| TASK DETAILS |
Report how many lines of the entries below contain the string "query", treating uppercase and lowercase letters as different. Give only the number.

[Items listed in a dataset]
┄┄┄┄┄┄┄┄┄┄┄┄┄┄┄┄┄┄┄┄

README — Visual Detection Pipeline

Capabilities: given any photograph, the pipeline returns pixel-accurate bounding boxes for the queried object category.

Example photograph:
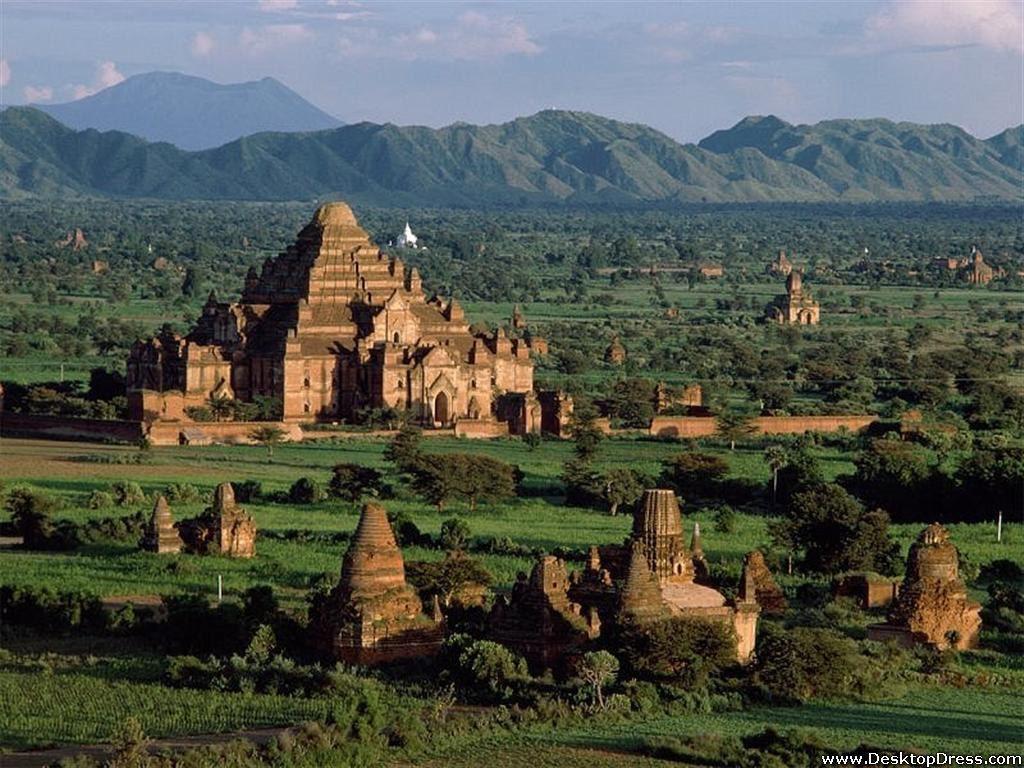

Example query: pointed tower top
[341,504,406,595]
[618,541,668,623]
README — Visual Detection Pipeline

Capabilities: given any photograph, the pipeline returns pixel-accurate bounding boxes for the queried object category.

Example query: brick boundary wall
[648,415,879,437]
[0,412,143,442]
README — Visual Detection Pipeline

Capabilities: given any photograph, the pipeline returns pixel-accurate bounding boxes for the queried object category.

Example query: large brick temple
[128,203,543,433]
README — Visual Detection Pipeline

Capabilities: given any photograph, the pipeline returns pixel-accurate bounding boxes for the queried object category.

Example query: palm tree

┄┄┄┄┄┄┄┄┄┄┄┄┄┄┄┄┄┄┄┄

| RESULT OF THE EXERCISE |
4